Switch every "instance" in the data below to "occurrence" and leave everything else as it is.

>> Start RECORD SET

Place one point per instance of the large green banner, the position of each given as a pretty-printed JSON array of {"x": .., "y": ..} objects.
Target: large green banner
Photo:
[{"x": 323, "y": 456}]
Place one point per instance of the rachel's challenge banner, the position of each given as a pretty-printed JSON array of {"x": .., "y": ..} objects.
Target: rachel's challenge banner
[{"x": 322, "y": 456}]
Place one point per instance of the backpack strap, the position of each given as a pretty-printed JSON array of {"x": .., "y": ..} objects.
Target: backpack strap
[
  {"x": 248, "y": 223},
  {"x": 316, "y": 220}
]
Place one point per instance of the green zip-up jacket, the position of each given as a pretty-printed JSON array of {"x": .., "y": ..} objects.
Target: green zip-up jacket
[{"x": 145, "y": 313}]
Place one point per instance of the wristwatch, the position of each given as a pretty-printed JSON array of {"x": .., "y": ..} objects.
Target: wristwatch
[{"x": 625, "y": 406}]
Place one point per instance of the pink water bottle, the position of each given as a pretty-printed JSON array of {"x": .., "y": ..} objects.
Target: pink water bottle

>> End RECORD SET

FULL OUTPUT:
Place one point per occurrence of the large green banner, the position of each given as a pretty-printed JSON array of {"x": .., "y": ..} objects.
Target: large green banner
Photo:
[{"x": 323, "y": 456}]
Place one point per occurrence of the rachel's challenge banner, the position of each given as a pretty-printed JSON array of {"x": .., "y": ..} objects.
Target: rachel's challenge banner
[{"x": 322, "y": 456}]
Place one point per occurrence of the backpack strap, the position of each given as a pretty-printed JSON array of {"x": .., "y": ..} objects.
Target: backpack strap
[
  {"x": 248, "y": 223},
  {"x": 316, "y": 220}
]
Place one point per occurrence of the green zip-up jacket, the position of each given as a pretty-printed JSON array of {"x": .., "y": ..} objects.
Target: green zip-up jacket
[{"x": 145, "y": 313}]
Place one point per occurrence of the wristwatch, the position of each given as a pretty-printed JSON array of {"x": .., "y": ..} objects.
Target: wristwatch
[{"x": 625, "y": 406}]
Place one point per occurrence of the pink water bottle, the position of each given as a pretty-printed JSON array of {"x": .., "y": ..} objects.
Target: pink water bottle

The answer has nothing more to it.